*Passage to read*
____

DREU 2012

Week One

6.11.12 Monday
Day one! I met Ani for the first time today and I was very relieved to discover that she is very nice and very approachable. This is my first time doing computer science research so I expect I'll be learning a lot in the next few weeks. Ani has two other undergraduate students working with her this summer, Kaitlyn and Ethan, as well as a PhD student, Annie.

6.13.12 Wednesday
I started my offical work today. Ethan, Kaitlyn, and I have been given thousands of New York Times articles in the categories business, science, sports, and US international relations to work with. We're supposed to analyze the leads of these articles using Python and NLTK (natural language toolkit). I've never learned Python or worked in the command prompt before so this will be interesting..

6.15.12 Friday
Today marks the end of my first work week here in Philadelphia and it's been quite a week. At least now I've familiarized myself with Python, NLTK, and the command prompt. The last few days have been a bit intimidating, but I think I've got the hang of things. I just got back from a meeting with Ani where we went over some of the data we generated this week.

6.16.12 Saturday
Went to work today because I still don't feel entirely comfortable with my projects. The lab was empty but I've been so productive!

____

*Segmentation data*
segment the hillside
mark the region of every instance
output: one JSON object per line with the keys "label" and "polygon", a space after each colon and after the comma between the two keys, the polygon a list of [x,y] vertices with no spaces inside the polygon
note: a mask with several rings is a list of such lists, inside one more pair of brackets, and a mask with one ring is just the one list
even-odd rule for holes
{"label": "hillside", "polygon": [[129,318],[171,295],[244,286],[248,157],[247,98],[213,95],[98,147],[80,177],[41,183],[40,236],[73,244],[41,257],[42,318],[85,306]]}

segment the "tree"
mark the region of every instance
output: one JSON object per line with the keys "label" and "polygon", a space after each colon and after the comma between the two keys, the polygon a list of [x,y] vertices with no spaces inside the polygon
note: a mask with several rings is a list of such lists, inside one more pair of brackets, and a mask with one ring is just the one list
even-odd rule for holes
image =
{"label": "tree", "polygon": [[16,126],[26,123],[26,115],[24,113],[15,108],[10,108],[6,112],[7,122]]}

____

*Tasks to carry out*
a) Answer these from the DREU 2012 journal:
(i) Who is the PhD student working with Ani this summer?
(ii) Which four categories do the New York Times articles cover?
(iii) In which city does the first work week take place?
b) Repeat the stretch of the DREU 2012 journal from "6.11.12 Monday" through "will be interesting..".

*Per-task answers*
a)
(i) Annie
(ii) Business, science, sports, and US international relations
(iii) Philadelphia

b)
6.11.12 Monday
Day one! I met Ani for the first time today and I was very relieved to discover that she is very nice and very approachable. This is my first time doing computer science research so I expect I'll be learning a lot in the next few weeks. Ani has two other undergraduate students working with her this summer, Kaitlyn and Ethan, as well as a PhD student, Annie.

6.13.12 Wednesday
I started my offical work today. Ethan, Kaitlyn, and I have been given thousands of New York Times articles in the categories business, science, sports, and US international relations to work with. We're supposed to analyze the leads of these articles using Python and NLTK (natural language toolkit). I've never learned Python or worked in the command prompt before so this will be interesting..